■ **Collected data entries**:
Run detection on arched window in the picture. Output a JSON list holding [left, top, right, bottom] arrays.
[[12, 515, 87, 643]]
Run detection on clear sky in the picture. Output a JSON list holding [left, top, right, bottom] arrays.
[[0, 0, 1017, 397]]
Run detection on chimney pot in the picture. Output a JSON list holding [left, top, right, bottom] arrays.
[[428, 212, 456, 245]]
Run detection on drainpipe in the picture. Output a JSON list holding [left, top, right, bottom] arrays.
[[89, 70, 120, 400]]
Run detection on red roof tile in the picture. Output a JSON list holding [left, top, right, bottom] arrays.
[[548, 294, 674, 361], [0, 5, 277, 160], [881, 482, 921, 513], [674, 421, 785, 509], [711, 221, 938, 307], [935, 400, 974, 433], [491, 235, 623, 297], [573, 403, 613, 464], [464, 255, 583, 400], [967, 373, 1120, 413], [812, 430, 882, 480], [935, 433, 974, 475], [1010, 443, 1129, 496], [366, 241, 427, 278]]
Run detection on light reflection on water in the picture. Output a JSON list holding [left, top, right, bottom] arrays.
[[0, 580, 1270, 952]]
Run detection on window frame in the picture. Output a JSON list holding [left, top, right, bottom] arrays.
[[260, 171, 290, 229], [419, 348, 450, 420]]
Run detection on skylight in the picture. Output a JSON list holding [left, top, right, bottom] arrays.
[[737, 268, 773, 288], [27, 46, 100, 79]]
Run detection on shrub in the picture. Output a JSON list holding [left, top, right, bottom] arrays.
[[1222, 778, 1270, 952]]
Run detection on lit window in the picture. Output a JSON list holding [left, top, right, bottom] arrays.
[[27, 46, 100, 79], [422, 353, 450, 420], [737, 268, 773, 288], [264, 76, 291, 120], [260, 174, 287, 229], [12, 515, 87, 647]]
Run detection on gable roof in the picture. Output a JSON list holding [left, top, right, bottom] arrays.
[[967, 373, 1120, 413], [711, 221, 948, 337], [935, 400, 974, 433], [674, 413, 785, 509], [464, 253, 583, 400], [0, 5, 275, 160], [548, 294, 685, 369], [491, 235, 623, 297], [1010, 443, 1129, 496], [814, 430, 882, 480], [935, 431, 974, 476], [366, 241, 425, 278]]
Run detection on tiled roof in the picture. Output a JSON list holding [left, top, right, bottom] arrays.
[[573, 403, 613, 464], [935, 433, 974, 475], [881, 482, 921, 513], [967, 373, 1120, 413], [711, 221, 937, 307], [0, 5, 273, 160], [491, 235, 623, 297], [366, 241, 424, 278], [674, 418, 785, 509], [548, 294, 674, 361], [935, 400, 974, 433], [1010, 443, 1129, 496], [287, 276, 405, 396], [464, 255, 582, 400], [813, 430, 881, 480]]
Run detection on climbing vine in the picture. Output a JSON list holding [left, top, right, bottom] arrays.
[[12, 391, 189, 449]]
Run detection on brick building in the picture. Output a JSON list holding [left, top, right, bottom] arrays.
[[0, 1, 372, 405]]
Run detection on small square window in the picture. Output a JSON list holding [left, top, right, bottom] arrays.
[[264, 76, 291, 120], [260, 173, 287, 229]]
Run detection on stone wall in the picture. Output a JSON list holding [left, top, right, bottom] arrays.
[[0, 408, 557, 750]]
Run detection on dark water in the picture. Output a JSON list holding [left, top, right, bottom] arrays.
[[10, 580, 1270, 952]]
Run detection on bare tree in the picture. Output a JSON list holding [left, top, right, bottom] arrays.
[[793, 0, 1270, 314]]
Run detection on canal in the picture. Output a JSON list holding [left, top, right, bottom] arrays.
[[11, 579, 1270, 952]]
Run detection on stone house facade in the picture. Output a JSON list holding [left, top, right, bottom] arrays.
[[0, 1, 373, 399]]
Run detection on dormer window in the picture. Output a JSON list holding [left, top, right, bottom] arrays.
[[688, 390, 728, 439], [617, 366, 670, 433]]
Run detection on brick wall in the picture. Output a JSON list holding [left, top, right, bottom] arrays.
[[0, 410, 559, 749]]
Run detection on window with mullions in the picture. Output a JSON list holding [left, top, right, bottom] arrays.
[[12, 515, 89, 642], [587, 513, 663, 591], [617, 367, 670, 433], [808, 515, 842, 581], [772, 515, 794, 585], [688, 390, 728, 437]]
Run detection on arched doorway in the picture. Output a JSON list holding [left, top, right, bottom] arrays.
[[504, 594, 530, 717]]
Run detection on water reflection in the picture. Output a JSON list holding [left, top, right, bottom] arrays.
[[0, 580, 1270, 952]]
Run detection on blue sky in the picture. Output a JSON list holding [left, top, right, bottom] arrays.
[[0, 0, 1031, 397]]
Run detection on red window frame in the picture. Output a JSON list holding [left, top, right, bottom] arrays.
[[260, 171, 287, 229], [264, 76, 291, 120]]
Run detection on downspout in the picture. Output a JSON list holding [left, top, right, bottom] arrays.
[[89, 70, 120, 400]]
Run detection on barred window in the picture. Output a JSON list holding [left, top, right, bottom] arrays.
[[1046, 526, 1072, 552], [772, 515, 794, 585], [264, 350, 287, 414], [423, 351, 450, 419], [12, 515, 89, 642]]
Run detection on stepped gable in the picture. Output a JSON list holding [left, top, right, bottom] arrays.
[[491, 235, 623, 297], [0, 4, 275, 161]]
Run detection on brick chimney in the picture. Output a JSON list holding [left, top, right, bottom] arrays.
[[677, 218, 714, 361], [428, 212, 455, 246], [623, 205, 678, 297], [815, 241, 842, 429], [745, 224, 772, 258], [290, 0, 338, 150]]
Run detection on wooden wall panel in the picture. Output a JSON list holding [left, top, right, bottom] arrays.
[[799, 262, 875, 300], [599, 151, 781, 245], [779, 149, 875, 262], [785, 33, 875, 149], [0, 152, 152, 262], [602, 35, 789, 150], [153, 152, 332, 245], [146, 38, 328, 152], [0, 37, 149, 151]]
==
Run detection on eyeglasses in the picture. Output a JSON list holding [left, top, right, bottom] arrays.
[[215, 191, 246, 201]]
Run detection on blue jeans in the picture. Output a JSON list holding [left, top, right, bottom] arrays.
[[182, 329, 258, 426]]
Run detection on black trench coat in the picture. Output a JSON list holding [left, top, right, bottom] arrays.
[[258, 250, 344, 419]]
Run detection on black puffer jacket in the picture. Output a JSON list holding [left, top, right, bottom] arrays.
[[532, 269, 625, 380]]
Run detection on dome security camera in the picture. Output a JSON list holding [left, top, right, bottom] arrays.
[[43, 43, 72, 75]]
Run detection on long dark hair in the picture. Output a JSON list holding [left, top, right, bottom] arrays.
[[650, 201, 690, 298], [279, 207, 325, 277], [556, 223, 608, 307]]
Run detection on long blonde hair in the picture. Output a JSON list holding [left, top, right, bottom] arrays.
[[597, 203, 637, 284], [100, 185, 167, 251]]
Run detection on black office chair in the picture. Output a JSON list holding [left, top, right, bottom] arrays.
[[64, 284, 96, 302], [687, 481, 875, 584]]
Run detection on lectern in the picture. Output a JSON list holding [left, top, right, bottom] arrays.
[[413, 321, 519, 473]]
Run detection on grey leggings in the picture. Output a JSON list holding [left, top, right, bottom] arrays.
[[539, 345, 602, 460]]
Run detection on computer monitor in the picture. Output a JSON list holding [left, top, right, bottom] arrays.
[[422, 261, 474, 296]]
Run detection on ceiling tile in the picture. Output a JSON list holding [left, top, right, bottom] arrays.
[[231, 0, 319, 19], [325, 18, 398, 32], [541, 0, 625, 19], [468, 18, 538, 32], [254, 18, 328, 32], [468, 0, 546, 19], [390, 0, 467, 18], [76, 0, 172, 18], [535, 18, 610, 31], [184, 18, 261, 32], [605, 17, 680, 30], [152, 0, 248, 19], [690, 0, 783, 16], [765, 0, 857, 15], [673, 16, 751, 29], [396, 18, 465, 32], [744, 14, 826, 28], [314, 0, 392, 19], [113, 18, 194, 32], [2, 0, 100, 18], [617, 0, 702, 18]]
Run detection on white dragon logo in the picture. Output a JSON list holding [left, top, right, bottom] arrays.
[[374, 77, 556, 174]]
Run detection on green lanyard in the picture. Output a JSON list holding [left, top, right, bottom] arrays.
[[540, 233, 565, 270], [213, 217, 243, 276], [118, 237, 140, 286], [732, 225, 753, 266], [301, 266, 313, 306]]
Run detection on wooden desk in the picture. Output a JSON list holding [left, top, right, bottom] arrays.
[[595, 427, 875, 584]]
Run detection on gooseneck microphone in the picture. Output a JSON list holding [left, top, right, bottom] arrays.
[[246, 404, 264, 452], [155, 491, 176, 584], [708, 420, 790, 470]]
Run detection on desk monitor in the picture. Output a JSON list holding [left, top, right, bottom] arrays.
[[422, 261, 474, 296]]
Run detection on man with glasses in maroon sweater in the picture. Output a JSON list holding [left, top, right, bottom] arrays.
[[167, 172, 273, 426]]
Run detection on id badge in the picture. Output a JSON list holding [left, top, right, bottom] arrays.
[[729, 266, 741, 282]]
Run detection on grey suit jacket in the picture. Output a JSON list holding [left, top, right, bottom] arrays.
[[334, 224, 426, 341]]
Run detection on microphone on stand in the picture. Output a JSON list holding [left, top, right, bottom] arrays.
* * *
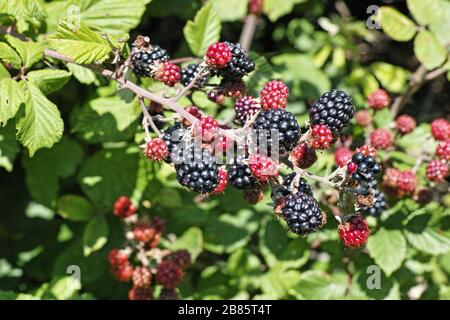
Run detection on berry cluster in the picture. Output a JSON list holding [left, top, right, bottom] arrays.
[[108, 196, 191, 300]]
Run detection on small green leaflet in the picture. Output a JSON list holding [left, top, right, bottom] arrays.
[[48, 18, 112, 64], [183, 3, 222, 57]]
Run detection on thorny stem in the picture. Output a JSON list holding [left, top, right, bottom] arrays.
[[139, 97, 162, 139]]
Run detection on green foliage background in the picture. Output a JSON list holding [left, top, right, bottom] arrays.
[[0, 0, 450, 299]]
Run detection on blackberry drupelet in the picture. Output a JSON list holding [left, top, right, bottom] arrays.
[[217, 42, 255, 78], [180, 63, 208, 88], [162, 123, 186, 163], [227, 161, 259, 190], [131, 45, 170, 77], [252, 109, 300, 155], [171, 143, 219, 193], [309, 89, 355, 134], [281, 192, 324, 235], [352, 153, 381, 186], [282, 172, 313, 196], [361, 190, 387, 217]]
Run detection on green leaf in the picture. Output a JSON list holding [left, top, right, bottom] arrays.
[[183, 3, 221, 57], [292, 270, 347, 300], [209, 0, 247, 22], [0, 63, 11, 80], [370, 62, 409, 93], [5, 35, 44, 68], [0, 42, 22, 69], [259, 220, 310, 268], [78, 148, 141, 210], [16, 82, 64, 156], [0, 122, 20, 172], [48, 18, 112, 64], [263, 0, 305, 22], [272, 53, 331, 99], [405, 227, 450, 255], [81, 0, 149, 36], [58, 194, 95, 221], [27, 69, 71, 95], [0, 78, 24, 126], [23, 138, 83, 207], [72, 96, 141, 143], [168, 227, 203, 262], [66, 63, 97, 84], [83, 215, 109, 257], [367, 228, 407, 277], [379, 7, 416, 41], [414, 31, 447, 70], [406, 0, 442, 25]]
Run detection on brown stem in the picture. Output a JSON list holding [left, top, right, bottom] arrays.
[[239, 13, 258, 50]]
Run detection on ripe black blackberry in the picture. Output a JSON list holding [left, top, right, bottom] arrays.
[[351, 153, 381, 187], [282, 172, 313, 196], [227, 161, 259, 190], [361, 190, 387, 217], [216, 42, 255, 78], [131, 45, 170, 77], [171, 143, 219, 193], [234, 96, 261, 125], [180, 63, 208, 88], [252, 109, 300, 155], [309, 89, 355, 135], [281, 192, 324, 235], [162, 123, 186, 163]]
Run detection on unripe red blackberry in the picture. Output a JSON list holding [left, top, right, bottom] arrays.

■ **Written instruction**: Please arrange the lines of the listing as a JSON list of strings, one string per line with blank lines left out, starting with the line that contains "Run detection on dark" and going on through the line that contains "[[0, 1, 373, 399]]".

■ **Exercise answer**:
[
  "Run detection on dark water in the picture. Output a JSON list holding [left, top, right, bottom] arrays.",
  "[[10, 580, 1270, 952]]",
  "Run detection on bare tree in the picture. Output a JSON list holding [left, top, right, bottom] arrays.",
  "[[793, 0, 1270, 314]]",
  "Run detection on canal in the picture. Output a JSON list holding [left, top, right, bottom] arrays.",
  "[[11, 579, 1270, 952]]",
  "Run detection on stone house facade in the picture. Output a JSON list holding [left, top, right, bottom] arrays.",
  "[[0, 1, 373, 399]]"
]